**Selected excerpt:**
A slab of wood joined with two raw stumps of log (pic above) represents the true essence of what it is to adventure race. There are no bells or shiny metal on this. Symbolically engraved into this primitive trophy are lifelong memories of wild adventures we have experienced--chased by a mountain man with a shotgun, bushwhacked the undergrowth on hands and knees, charged at by a bull, capsized in the rapids of Georgia, and even falling off a cliff today, just to name a few.
Canyoneros like aim for the sky but unspokenly know most of our visions are too lofty to get letdown on if not achieved. The results of this year's 2013 Championship Turkey Burn AR was the pinnacle of a full season's long worth of growth for our 2+ yr team. We started from scratch, literally at the very bottom of the pile a couple years ago, not knowing which is the front on a canoe, to a team who has taken just placed first in the Open division championships. It was a race that finally fulfilled one of our desired goals, our proudest moment yet!
The Turkey Burn AR this year was billed to be more urban than usual, starting in civilization at the University of Central Florida (instead of the remote wilderness). We spent about 1½hrs on campus, total, in a 12hr long race that started at 4am--not your typical urban race :)
Prologue
It was dark, yet bright under the parking lights of the campus lot, misty, yet warmer in temperatures for a race at this time of the year. We piled at the start and were spontaneously told to run up 3 flights of stairs at a nearby garage building and go down the far end, only to run another 250m to another nearby building and back.
Bike 1
We were given orienteering maps immediately afterwards, on-the-fly, to head out on this leg of the race. Four controls were plotted around campus. As large as UCF's campus may appear to people who visit it, it is highly compressed with a dense collection of features, such as buildings and sidewalks, more than our regular adventure racing maps. You had to really know the campus well to move fast in the dark, which we didn't. We took a newbie approach of latching onto another team who seemed to know what they were doing for the first two controls, only to maintain speed.
However, on the 3rd control, we had to slow things down to figure out where we were. As I calibrated my bearings, we headed towards CP3 and got immediately derailed into a wrong trail. Teams came towards us and away in multiple directions. This is the control that really messed many teams up. At this point, I really wanted to zone the crowd out, go back to the beginning, identify the mapped lake and start that control over. We did and messed up again by following an unmapped trail all the way to the south of the lake. Ughh...alright, back to basics. "Go back to a known spot and measure precisely, one turn at a time. From there on out, the fundamentals got us the final two controls flawlessly. Up next was a 7.5km bike ride through the city to a boat launch.

**Prompt 1:**
Can you format the records below as a two-column CSV with the headers request and answer, one row per record, putting each record's text and its answer in a single quoted field and turning line breaks into spaces?

**Supplied entries:**

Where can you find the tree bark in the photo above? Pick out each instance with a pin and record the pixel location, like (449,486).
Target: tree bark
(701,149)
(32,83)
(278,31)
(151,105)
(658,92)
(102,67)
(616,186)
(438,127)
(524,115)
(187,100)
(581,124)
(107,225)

**Prompt 2:**
Could you resume the adventure race report above, picking up right after its final sentence?

**Task answer 1:**
request,answer
"Where can you find the tree bark in the photo above? Pick out each instance with a pin and record the pixel location, like (449,486). Target: tree bark","(701,149) (32,83) (278,31) (151,105) (658,92) (102,67) (616,186) (438,127) (524,115) (187,100) (581,124) (107,225)"

**Task answer 2:**
Boat 1
Our strategy for the race was to "Go slow to be fast". It's a motto my mentors taught me during the days I raced cars. It means don't overdrive or fashionably slide a car around turns because you will lose more time than you think you make up for in speed and tire squeal. In adventure racing, to last a 12hr race well, you have to throttle that energy back. Going full bore means your brain shuts down and you make mistakes or get lost, which translates into longer distances that produce longer times. This isn't a race where you follow a road. This is race where you make up your own routes, even if it means swimming across swamps.
Dave Brault, the course designer, advised at race start that the first three controls on this part of the race were going to be difficult to paddle to. I had that hunch before the race when I saw how close those controls were. It didn't intimidate us, as we had our sights on clearing the entire course at that point.
We went for CP7 first, which was pretty easy. The next two were slow-going. When we got to the river split, there were over half a dozen canoes beached on the shore, where teams left them to go on foot. We did the same, tore down fields of palmettos, and trucked across shallow areas of the river. There was even one control where we tight-roped across a suspended fallen tree over water to reach it. It was great.
I had measured some distances between controls ahead of time on the river so that we could run the stopwatch and keep track of pace. However, the river was quite twisty and had many logs to block and slow you down that that technique did not work so well, but I was still able to keep track of our position, turn-by-turn. We were alone for a while on that river until last year's reigning champs, Good'Nuff, blazed by us so silently and what appeared effortlessly. Their transitions in and out of punching their cards was like a ping pong. It was incredible and inspired us to paddle even faster.
Foot 1
Pulling up to the Barr TA (transition area), we carried our canoes up a cliff before switching to the running section. We were told by the staff that we were in the middle of the pack at that point. Honestly, hearing that eased some race pressure. If you're at the front of the pack, the race urgency tickles you to do whatever you can do keep that lead. When you're in the middle, well...the teams ahead just prepared better than you. But 12hrs is like three or four marathons. You can be fast at first but gas out terribly in the middle of the race. Or you could have skipped several controls and be ahead on route, but not on scoring. You never know what happens at the end, especially the longer the race gets.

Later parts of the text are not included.